### Selected text
*** Begin section ***

Seven: Hang out with Vermeer
You'll only be able to catch this blockbuster show at the National Gallery of Ireland until 17 September, but it's a good indication of things to come after the museum's €30 million, 6-year renovation. The special exhibition space is now in a purpose-built, modern wing and this show throws down the gauntlet to other European institutions. They've managed to accumulate almost one third of Vermeer's total work (10 of 34), even more impressive when you consider they started with just one and had to talk places like the Met (New York), the Louvre and the Rijksmuseum out of some of their biggest crowd pullers for the summer. The show puts those 10 Vermeers in the wider context of genre painting, illustrating how he and his competitors tackled very similar scenes in different ways. If you're an art lover, it's worth making a trip to Dublin for this alone. Even after it's gone, you'll have the pleasure of free entry into a beautifully renovated collection.
Eight: The Book of Kells
If you want to see it, book in advance and go first thing in the morning. I don't know whether it was the passage of time, or simply that I've never been to Dublin in high summer, but I've never seen the city so crowded. The wait to get into Trinity College Library at 11am on a Tuesday, without pre-booking, was 90 minutes. Trinity itself is one of the stateliest sets of quadrangles you'll ever find, but every inch was crawling with tourists. The buildings, the library and the book are all worth seeing. Just get in and out fast.
Nine: Buy knitwear
Irish woolens used to come in a limited, very traditional range. The designers have swept into the scene in recent years to turn that famous wool into more fashionable stuff. Quirky styles, eye catching patterns, interesting cuts. You can still find plenty of classic, cable-knit crew necks, but there's much more to tempt. The best shopping flight path is a short and direct one. Start at the Avoca on Suffolk Street, just across Grafton from Trinity College, near the main tourism information centre and the statue of Molly Malone. End at the Kilkenny Shop, straight ahead as Suffolk turns into Nassau Street. In between, there are plenty of smaller specialty shops, while the anchors offer a mini mall of clothing, craft and design. Americans benefit from tax free shopping. Brits will find prices only slightly less than at home, but the designs are unique.
Ten: Drink a Guinness
Even if you think you won't like it. Give it a try. It really does taste different here. They say it's the Liffey water. I'd guess it's simply the comfort you'll be feeling after all that hospitality.

*** End section ***

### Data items
*** Begin section ***

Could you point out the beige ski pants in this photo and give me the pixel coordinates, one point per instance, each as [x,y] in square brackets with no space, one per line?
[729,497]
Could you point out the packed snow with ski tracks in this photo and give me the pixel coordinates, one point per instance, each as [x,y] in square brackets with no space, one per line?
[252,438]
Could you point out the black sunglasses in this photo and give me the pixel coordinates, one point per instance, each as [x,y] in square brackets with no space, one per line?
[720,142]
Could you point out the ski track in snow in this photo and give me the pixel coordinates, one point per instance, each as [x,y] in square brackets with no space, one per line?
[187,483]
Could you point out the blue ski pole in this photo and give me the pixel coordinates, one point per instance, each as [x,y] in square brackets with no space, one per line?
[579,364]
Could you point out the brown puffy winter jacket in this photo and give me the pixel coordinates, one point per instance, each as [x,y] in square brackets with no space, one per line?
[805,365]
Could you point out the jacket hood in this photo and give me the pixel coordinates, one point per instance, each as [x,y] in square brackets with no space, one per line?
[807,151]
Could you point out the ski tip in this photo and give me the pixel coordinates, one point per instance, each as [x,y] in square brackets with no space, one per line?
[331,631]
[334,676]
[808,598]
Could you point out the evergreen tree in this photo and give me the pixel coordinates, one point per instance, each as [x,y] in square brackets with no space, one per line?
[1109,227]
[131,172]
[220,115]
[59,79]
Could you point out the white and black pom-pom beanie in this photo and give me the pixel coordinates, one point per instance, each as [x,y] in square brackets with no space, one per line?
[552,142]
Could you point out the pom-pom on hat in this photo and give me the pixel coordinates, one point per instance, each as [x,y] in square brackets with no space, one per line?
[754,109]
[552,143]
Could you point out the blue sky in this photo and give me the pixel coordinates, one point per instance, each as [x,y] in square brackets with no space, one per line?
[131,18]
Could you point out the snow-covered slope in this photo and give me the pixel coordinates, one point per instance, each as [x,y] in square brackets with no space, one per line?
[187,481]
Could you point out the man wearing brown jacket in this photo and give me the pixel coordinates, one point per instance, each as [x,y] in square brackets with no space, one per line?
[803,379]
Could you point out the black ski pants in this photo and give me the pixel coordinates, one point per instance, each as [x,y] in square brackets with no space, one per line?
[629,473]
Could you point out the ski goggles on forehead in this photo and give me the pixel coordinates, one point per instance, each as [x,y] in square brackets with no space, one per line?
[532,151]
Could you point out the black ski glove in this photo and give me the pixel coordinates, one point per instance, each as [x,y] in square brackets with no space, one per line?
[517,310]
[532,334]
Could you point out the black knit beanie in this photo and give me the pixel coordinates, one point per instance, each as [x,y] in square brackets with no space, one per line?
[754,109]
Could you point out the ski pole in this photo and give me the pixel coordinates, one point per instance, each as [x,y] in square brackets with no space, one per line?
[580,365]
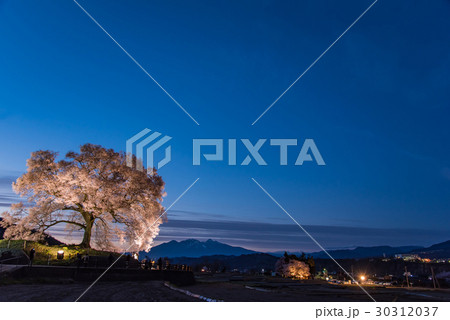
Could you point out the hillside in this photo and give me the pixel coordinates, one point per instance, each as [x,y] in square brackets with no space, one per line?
[436,251]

*** End section ***

Rewrite the stretch of the Dublin travel text from "Nine: Buy knitwear" through "designs are unique.", substituting "sweaters" for "woolens". The items are separate material and are unrelated to the text above.

Nine: Buy knitwear
Irish sweaters used to come in a limited, very traditional range. The designers have swept into the scene in recent years to turn that famous wool into more fashionable stuff. Quirky styles, eye catching patterns, interesting cuts. You can still find plenty of classic, cable-knit crew necks, but there's much more to tempt. The best shopping flight path is a short and direct one. Start at the Avoca on Suffolk Street, just across Grafton from Trinity College, near the main tourism information centre and the statue of Molly Malone. End at the Kilkenny Shop, straight ahead as Suffolk turns into Nassau Street. In between, there are plenty of smaller specialty shops, while the anchors offer a mini mall of clothing, craft and design. Americans benefit from tax free shopping. Brits will find prices only slightly less than at home, but the designs are unique.